### ARTICLE

------------------------------------------------

From: Jeff Layton <jlayton@kernel.org>
To: Amir Goldstein <amir73il@gmail.com>,
Eddie Horng <eddiehorng.tw@gmail.com>
Cc: Miklos Szeredi <miklos@szeredi.hu>,
overlayfs <linux-unionfs@vger.kernel.org>,
Trond Myklebust <trondmy@primarydata.com>,
"J. Bruce Fields" <bfields@fieldses.org>
Subject: Re: flock fails in overlay nfs-exported file
Date: Tue, 13 Mar 2018 08:51:40 -0400 [thread overview]
Message-ID: <1520945500.4474.26.camel@kernel.org> (raw)
In-Reply-To: <CAOQ4uxhTqKkU_md1t8QSs9xGnBk+qr_3tv4FH3D5Nqg8jUpbQQ@mail.gmail.com>
On Tue, 2018-03-13 at 08:24 +0200, Amir Goldstein wrote:
> [CC some NFS/lock folks (see history below top post)]
>
> On Tue, Mar 13, 2018 at 3:39 AM, Eddie Horng <eddiehorng.tw@gmail.com> wrote:
> > Hi Amir,
> > Thanks your prompt response. After compare flock(1) and my flock(2)
> > test program, it seems open flag makes the result different. strace
> > result shows open with O_RDONLY flock fails (case A), open with
> > O_RDWR|O_CREAT|O_NOCTTY flock works (case B) and open local ext4 file
> > with O_RDONLY flock works too (case C)
> >
> > case A:
> > strace myflock /mnt/n/foo
> > open("/mnt/n/foo", O_RDONLY) = 3
> > flock(3, LOCK_EX|LOCK_NB) = -1 EBADF (Bad file descriptor)
> >
>
> It looks like flock(1) has special code to handle this case for NFSv4
> and fall back to open O_RDRW:
> https://github.com/karelzak/util-linux/blob/master/sys-utils/flock.c#L295
>
> Although I tested with NFSv3 and open flags used by flock(1)

------------------------------------------------

### AVAILABLE DATA
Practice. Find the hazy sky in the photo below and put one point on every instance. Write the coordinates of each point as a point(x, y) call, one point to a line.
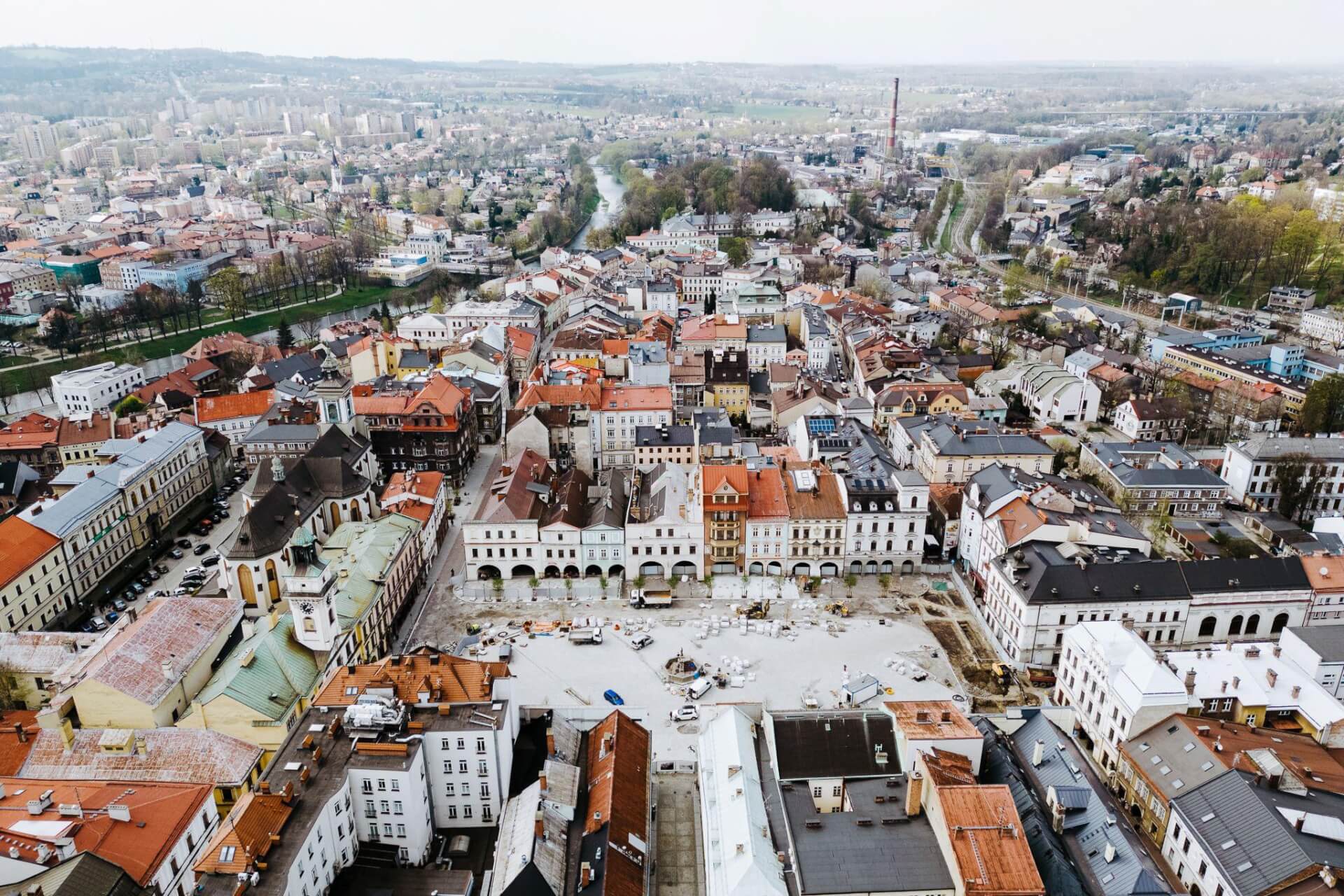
point(889, 33)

------------------------------------------------

### GOAL
Write out the passage of the flock email above word for word, from "From: Jeff Layton" up to and including "Message-ID: <1520945500.4474.26.camel@kernel.org> (raw)".

### REPLY TO THE EXERCISE
From: Jeff Layton <jlayton@kernel.org>
To: Amir Goldstein <amir73il@gmail.com>,
Eddie Horng <eddiehorng.tw@gmail.com>
Cc: Miklos Szeredi <miklos@szeredi.hu>,
overlayfs <linux-unionfs@vger.kernel.org>,
Trond Myklebust <trondmy@primarydata.com>,
"J. Bruce Fields" <bfields@fieldses.org>
Subject: Re: flock fails in overlay nfs-exported file
Date: Tue, 13 Mar 2018 08:51:40 -0400 [thread overview]
Message-ID: <1520945500.4474.26.camel@kernel.org> (raw)